- _Dataset entries_
"""

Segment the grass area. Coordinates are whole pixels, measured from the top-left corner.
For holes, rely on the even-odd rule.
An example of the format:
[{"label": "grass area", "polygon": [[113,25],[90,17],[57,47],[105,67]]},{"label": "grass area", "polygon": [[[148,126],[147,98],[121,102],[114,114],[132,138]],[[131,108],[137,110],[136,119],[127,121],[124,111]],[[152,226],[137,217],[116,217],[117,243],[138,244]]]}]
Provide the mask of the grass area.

"""

- _Aim of the task_
Please copy each of the items above word for word, keeping every line, number and character unchanged.

- _Completed exercise_
Segment the grass area. Coordinates are whole pixels, measured from the top-left corner.
For holes, rely on the even-odd rule.
An example of the format:
[{"label": "grass area", "polygon": [[113,25],[90,17],[57,47],[105,67]]},{"label": "grass area", "polygon": [[[148,126],[147,98],[121,102],[114,114],[132,138]],[[131,108],[137,110],[136,119],[127,121],[124,111]],[[152,226],[137,217],[116,217],[117,243],[138,244]]]}]
Provide the mask of the grass area.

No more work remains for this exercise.